◆ AIM
Could you copy the records below word for word, leaving the pictures out of your answer?
──────── DATA FOR PROCESSING
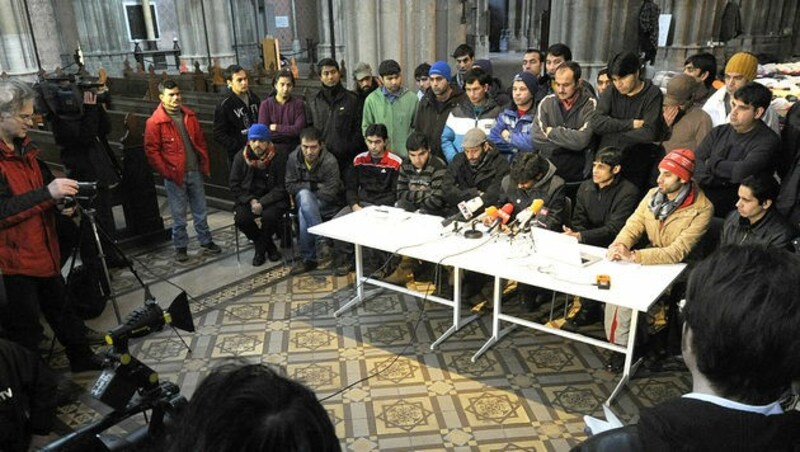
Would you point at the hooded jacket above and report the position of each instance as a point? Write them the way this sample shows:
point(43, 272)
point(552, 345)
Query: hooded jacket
point(463, 182)
point(232, 119)
point(772, 230)
point(322, 178)
point(28, 239)
point(569, 143)
point(671, 240)
point(549, 188)
point(432, 116)
point(164, 147)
────────────────
◆ OUTPUT
Would you point at the hooded jacket above and report the position of each instance as a point? Write them the way this sample shows:
point(43, 272)
point(552, 345)
Query: hooded jacket
point(463, 182)
point(232, 119)
point(772, 230)
point(322, 178)
point(28, 239)
point(569, 143)
point(671, 240)
point(549, 188)
point(432, 116)
point(164, 147)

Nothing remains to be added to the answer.